▸ **PROBLEM DESCRIPTION**:
Filter the lines below, keeping only those that contain the word "instance", and copy each one unchanged.

──────── DATASET ENTRIES ────────

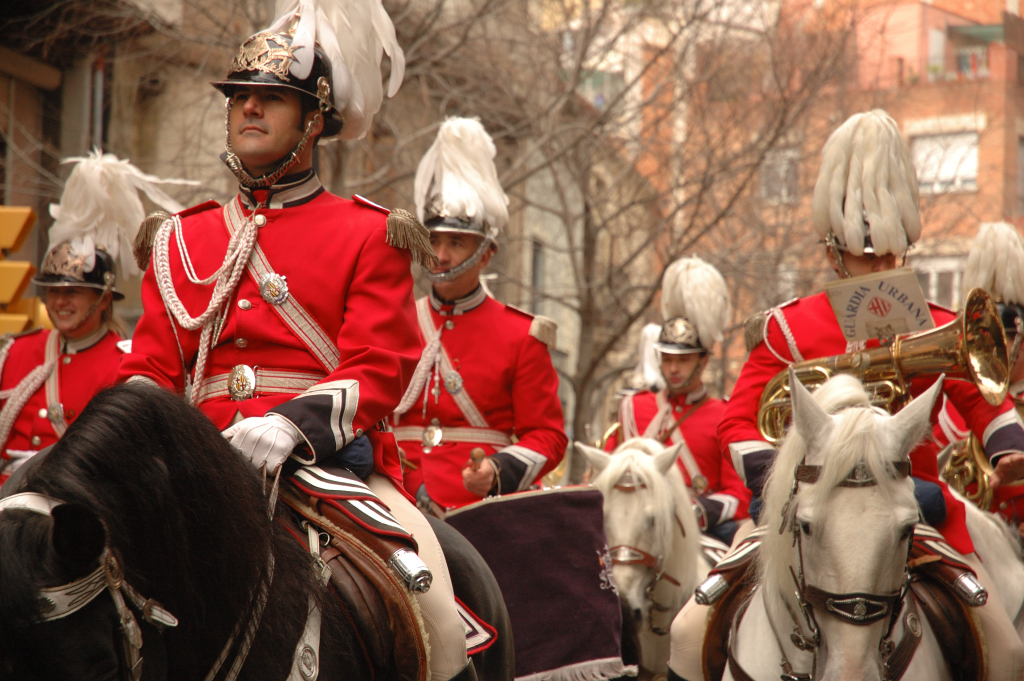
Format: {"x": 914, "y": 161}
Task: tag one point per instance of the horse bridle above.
{"x": 856, "y": 607}
{"x": 57, "y": 602}
{"x": 625, "y": 554}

────────

▸ **ANSWER TO THE PROBLEM**:
Task: tag one point per instance of the horse bridle above.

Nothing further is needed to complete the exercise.